Listed entries ::
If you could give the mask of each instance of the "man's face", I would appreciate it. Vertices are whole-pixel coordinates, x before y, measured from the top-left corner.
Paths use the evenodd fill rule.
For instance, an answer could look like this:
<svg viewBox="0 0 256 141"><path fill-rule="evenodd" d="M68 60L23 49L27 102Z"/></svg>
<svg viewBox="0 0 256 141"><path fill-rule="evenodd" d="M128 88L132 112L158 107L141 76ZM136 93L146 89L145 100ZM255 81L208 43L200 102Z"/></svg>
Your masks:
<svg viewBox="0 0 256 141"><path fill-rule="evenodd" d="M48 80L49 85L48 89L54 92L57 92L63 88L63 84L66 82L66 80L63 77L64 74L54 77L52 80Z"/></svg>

Your goal :: Copy the item above line for line, with no change to any character.

Answer to this exercise ::
If you could give the mask of each instance of the "man's face", I would appreciate it. Vertices are whole-pixel coordinates, x before y, measured from the top-left corner.
Paths use the evenodd fill rule.
For instance, an answer could look like this:
<svg viewBox="0 0 256 141"><path fill-rule="evenodd" d="M68 60L23 49L27 102Z"/></svg>
<svg viewBox="0 0 256 141"><path fill-rule="evenodd" d="M128 88L132 112L158 107L141 76ZM136 93L146 89L145 100ZM255 81L208 43L200 102Z"/></svg>
Your masks:
<svg viewBox="0 0 256 141"><path fill-rule="evenodd" d="M48 80L49 85L48 89L54 92L57 92L63 88L63 84L66 82L66 80L63 77L64 74L54 77L52 80Z"/></svg>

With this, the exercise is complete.